- **Given request**:
Restate the material word for word and leave out anything that is a picture.

- **Records shown**:
━━━━━━━━

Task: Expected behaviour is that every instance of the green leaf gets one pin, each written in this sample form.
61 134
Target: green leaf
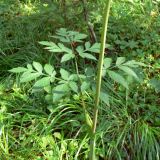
29 77
67 57
46 43
30 68
42 82
49 69
64 74
65 49
80 49
128 70
85 85
73 86
133 64
105 98
87 45
120 60
59 91
73 77
88 56
18 70
155 83
118 78
95 48
38 66
79 36
107 63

━━━━━━━━

- **Solution for this task**:
Task: Expected behaviour is that every instance of the green leaf gets one pin, each written in this sample form.
61 134
Target: green leaf
29 77
67 57
46 43
30 68
42 82
49 69
64 74
65 49
80 49
128 70
85 85
73 86
133 64
105 98
87 45
120 60
59 91
73 77
88 56
18 70
155 83
118 78
95 48
38 66
79 36
107 63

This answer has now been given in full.